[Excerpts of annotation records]
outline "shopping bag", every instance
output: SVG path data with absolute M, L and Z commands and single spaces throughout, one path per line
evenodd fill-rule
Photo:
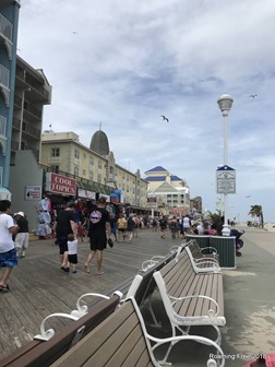
M 244 367 L 275 367 L 275 353 L 262 355 L 256 360 L 247 364 Z

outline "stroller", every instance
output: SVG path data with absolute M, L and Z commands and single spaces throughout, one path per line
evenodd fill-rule
M 231 229 L 230 236 L 236 237 L 236 256 L 240 257 L 240 249 L 243 247 L 243 240 L 240 238 L 244 234 L 244 230 Z

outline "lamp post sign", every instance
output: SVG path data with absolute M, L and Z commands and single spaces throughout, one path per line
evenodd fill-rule
M 236 170 L 227 165 L 217 168 L 217 193 L 236 193 Z

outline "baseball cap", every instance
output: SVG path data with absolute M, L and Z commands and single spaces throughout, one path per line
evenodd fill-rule
M 19 213 L 13 214 L 13 216 L 16 216 L 16 215 L 25 216 L 24 212 L 19 212 Z

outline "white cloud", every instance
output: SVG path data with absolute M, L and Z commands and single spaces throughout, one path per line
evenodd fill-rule
M 240 197 L 249 190 L 275 221 L 266 199 L 275 185 L 274 16 L 273 0 L 25 0 L 19 48 L 52 84 L 45 129 L 74 131 L 88 146 L 101 121 L 118 164 L 141 173 L 162 165 L 212 211 L 224 156 L 216 100 L 231 94 L 235 215 L 247 220 L 250 203 Z

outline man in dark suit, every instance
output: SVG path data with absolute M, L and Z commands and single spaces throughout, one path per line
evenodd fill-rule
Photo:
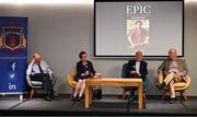
M 136 58 L 128 61 L 127 66 L 127 78 L 141 78 L 143 81 L 143 89 L 148 85 L 148 63 L 143 60 L 143 55 L 141 51 L 136 52 Z M 131 87 L 131 101 L 134 100 L 134 94 L 137 89 Z M 146 100 L 146 91 L 143 90 L 143 100 Z

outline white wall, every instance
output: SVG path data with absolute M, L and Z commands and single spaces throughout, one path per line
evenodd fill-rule
M 197 96 L 197 2 L 186 0 L 185 5 L 185 59 L 190 70 L 192 85 L 188 94 Z M 104 77 L 119 77 L 121 65 L 128 59 L 93 58 L 93 4 L 72 5 L 13 5 L 0 4 L 0 16 L 28 17 L 28 58 L 39 52 L 50 65 L 58 79 L 56 90 L 70 93 L 65 77 L 72 71 L 78 54 L 85 50 L 89 59 Z M 161 60 L 149 60 L 149 95 L 158 95 L 157 69 Z M 120 94 L 120 87 L 104 87 L 106 94 Z

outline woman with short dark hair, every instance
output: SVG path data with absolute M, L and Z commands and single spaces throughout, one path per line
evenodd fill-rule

• **Task directions**
Put the rows starting with the line that has "outline man in dark suit, every instance" and going on through the line that has "M 136 58 L 128" into a two-column CSV with the headers text and answer. Give one CSV line per row, with each field quoted, line breaks changed to spaces, and the pictures left out.

• **Correct output**
text,answer
"outline man in dark suit, every instance output: SVG path data with absolute M, L and Z commands and single spaces throughout, one path per line evenodd fill-rule Photo:","M 136 58 L 128 61 L 127 66 L 127 78 L 141 78 L 143 81 L 143 89 L 148 85 L 148 63 L 143 60 L 143 55 L 141 51 L 136 52 Z M 131 87 L 131 101 L 134 100 L 134 94 L 137 89 Z M 146 100 L 146 91 L 143 90 L 143 100 Z"